* _GOAL OF THE EXERCISE_
Your task is to output, without alteration, each line from the one containing "# give x and y for each instance of the pitched" through the final line of the records below.

Stored data entries

══════════

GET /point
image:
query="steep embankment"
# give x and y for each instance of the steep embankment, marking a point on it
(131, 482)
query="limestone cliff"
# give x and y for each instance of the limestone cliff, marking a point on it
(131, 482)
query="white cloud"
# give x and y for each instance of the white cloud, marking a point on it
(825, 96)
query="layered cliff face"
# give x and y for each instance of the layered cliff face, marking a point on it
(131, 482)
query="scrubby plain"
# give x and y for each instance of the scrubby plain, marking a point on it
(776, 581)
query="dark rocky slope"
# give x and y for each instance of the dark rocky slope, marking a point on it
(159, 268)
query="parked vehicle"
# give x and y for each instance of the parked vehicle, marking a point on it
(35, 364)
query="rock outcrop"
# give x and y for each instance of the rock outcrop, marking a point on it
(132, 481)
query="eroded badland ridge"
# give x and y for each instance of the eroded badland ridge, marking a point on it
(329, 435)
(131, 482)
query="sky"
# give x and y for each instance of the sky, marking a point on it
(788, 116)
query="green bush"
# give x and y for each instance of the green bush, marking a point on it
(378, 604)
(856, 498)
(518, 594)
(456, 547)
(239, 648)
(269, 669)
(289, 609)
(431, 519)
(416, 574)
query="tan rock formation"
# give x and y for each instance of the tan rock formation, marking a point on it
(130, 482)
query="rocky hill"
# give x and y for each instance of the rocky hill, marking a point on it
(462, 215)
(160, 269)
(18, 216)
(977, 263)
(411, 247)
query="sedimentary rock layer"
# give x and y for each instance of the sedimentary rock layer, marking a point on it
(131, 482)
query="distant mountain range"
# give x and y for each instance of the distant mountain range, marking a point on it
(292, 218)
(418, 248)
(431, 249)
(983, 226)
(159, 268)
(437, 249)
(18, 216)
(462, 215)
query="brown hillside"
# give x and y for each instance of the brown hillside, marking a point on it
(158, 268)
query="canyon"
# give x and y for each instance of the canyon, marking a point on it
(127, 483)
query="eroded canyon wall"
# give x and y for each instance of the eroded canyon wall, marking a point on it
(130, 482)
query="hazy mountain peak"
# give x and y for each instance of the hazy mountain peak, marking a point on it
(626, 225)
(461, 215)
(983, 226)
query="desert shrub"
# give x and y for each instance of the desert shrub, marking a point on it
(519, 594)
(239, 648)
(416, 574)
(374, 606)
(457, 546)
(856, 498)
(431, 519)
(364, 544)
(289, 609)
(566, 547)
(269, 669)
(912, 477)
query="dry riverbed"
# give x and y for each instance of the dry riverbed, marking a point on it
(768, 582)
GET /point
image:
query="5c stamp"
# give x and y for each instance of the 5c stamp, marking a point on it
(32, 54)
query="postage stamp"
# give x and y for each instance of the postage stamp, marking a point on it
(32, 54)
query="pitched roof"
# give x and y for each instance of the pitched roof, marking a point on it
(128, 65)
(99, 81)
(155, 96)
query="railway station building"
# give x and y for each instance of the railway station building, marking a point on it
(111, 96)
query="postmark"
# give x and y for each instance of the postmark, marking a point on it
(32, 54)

══════════

* _TASK RESPONSE_
# give x and y for each instance of the pitched roof, marking a point on it
(128, 65)
(99, 81)
(155, 96)
query="railway station building"
# give x and y for each instance of the railway station building, marking a point on it
(111, 96)
query="postmark"
# give x and y for each instance of the postmark, marking a point on it
(32, 54)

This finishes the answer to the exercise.